"""
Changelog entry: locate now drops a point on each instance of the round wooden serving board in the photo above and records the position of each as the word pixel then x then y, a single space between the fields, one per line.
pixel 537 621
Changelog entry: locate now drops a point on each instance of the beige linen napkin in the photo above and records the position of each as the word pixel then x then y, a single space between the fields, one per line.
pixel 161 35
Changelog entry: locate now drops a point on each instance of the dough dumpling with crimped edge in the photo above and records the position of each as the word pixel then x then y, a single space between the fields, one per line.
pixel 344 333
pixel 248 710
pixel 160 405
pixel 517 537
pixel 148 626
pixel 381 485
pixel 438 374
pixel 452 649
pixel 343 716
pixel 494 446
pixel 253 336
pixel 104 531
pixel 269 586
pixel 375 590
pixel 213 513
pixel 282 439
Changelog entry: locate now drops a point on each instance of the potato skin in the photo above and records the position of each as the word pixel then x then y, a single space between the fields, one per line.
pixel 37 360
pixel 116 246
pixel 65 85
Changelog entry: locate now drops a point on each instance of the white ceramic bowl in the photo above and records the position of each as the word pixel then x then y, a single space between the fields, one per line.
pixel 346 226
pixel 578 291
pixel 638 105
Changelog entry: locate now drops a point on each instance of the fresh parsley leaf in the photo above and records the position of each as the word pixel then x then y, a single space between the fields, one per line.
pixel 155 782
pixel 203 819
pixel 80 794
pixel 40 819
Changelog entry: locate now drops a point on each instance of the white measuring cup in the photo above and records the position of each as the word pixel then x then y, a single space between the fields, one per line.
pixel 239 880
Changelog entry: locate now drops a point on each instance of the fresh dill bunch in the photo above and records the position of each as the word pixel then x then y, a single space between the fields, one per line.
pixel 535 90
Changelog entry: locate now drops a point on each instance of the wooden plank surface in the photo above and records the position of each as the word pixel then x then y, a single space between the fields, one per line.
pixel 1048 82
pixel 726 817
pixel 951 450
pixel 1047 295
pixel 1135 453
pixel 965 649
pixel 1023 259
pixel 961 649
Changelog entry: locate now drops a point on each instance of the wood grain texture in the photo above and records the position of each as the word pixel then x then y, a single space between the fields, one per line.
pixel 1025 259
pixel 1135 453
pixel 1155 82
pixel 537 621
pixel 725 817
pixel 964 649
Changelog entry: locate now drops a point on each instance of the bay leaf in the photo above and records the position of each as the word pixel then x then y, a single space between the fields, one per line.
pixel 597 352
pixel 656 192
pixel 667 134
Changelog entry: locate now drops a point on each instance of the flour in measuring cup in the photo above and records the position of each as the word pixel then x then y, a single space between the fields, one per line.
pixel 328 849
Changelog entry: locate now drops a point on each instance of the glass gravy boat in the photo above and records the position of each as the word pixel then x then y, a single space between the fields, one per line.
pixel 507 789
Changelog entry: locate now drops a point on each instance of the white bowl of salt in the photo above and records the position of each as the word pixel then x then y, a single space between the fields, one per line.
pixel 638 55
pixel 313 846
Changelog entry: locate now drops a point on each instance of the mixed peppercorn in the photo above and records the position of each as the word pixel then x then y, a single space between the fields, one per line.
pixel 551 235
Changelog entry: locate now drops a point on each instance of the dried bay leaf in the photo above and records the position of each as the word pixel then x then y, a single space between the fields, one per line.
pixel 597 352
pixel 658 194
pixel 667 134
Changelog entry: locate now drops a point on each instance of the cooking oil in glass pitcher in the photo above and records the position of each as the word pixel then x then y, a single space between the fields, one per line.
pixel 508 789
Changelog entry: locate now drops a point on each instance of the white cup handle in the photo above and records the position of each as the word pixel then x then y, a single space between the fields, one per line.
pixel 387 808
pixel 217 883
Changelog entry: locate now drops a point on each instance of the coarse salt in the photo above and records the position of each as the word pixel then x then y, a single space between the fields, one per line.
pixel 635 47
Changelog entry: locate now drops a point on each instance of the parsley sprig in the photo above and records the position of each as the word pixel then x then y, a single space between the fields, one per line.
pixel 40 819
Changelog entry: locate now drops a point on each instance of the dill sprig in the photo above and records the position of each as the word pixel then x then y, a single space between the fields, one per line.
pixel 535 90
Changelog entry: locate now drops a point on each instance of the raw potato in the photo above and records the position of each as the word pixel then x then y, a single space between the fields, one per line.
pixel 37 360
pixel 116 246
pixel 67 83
"""
▶ **Task description**
Update every item above, replacing "drops a point" with "places a marker" and leaving everything else unchanged.

▶ **In response**
Changelog entry: locate now places a marker on each instance of the round wooden serving board in the photo above and records the position of each as the word pixel then x then y, a single space between the fields, one per line.
pixel 537 621
Changelog entry: locate now places a marker on each instance of the beige linen napkin in the photo above and records the position of each as the word pixel then x then y, a single space between the fields, one per line.
pixel 161 35
Changelog entry: locate now places a marker on each instance of the dough dumpling with crimped edge in the photo above and records the position of each as the word pixel then x then y, a single space between the fields, one per line.
pixel 344 333
pixel 248 710
pixel 160 405
pixel 517 537
pixel 148 626
pixel 381 485
pixel 438 374
pixel 452 649
pixel 343 716
pixel 494 446
pixel 253 336
pixel 104 531
pixel 269 586
pixel 375 590
pixel 213 513
pixel 282 439
Changelog entry: locate now places a marker on each instance of the potato skin in the photo above and records the position of each as the word pixel then x then y, a single space between the fields, one per line.
pixel 37 360
pixel 116 246
pixel 65 85
Changelog entry: locate now places a marker on each instance of the white ceramic bowl in the photo above and records the position of each as the word pixel then x then y, a single space between the fields, one per line.
pixel 346 226
pixel 578 291
pixel 638 105
Changelog entry: locate now places a marker on each instance of the fresh parsley leaf in the photo above and records the position of each as the word pixel then x then y, a single space between the fields, one per line.
pixel 155 782
pixel 203 819
pixel 80 794
pixel 40 819
Changelog entry: locate now places a marker on each instance of the white measuring cup in the photo above and records the position of each as the word pixel then x then y, a single space between the fields, one per line.
pixel 239 880
Changelog entry: locate now places a marker on each instance of the fresh dill bunch in the photo above and records the position of each as the word pixel then x then y, a single space between the fields, one per line.
pixel 535 90
Changelog entry: locate now places a marker on each instance of the wooden plank surface in the photo above and records the position of each as the word pixel then x then y, a single space between the fields, one per line.
pixel 1048 82
pixel 726 817
pixel 951 450
pixel 1047 295
pixel 1135 453
pixel 965 649
pixel 1023 259
pixel 961 649
Changelog entry: locate now places a marker on each instance of the wood grain texture in the photo above and records the position of each as the word pixel then x then y, a single space between the fields, one per line.
pixel 1025 259
pixel 1135 453
pixel 1155 82
pixel 537 621
pixel 725 817
pixel 964 649
Changelog entry: locate now places a marker on each instance of the bay leaf in the photo above and records the position of each as the word pixel then x then y, a single space between the fields, one per line.
pixel 597 352
pixel 656 192
pixel 667 134
Changelog entry: locate now places a marker on each instance of the flour in measuring cup in the photo above and records the position of each as the word pixel then x then y, a single space between the fields, one per line.
pixel 328 849
Changelog entry: locate now places a marker on each instance of the glass gravy boat in the photo above and records the position of each as the word pixel then x then y, a single space between the fields, one per line.
pixel 507 789
Changelog entry: locate now places a marker on each instance of the white bowl of salt in the photo above and records the position of each as the word pixel then x then y, a single space between the fields, one per line.
pixel 638 55
pixel 313 846
Changelog entry: locate now places a marker on each instance of the mixed peppercorn in the photo above and records the position of each as the word pixel then x then y, a single space between the fields, one per line.
pixel 551 235
Changelog entry: locate now places a marker on each instance of the dried bay leaf in the photo above and records the position of each as the word pixel then x then y, a single space between the fields, one per line.
pixel 597 352
pixel 658 194
pixel 667 134
Changelog entry: locate now places a marker on each instance of the cooking oil in glass pitcher in the photo above and records the position of each as the word pixel then x then y, a single space between the fields, one per line.
pixel 508 789
Changelog entry: locate now places a marker on each instance of the white cup handle in the photo above and records the position of each as the word pixel then x then y, a single space between the fields, one per line.
pixel 387 808
pixel 217 883
Changelog entry: locate now places a marker on each instance of the coarse salt in the photo above and records the position of each as the word pixel then x then y, a single space between the fields, one per line.
pixel 635 47
Changelog entry: locate now places a marker on each instance of the parsley sprig in the photo above and records the position of each as the word pixel then x then y, a single space between the fields, one per line.
pixel 40 819
Changelog entry: locate now places a marker on each instance of the dill sprig in the photo above and records the position of each as the word pixel then x then y, a single space between the fields, one per line.
pixel 535 90
Changelog entry: locate now places a marker on each instance of the raw potato in the photo above and records the position of each as the word pixel then x then y, a single space between the fields, one per line.
pixel 37 360
pixel 116 246
pixel 67 83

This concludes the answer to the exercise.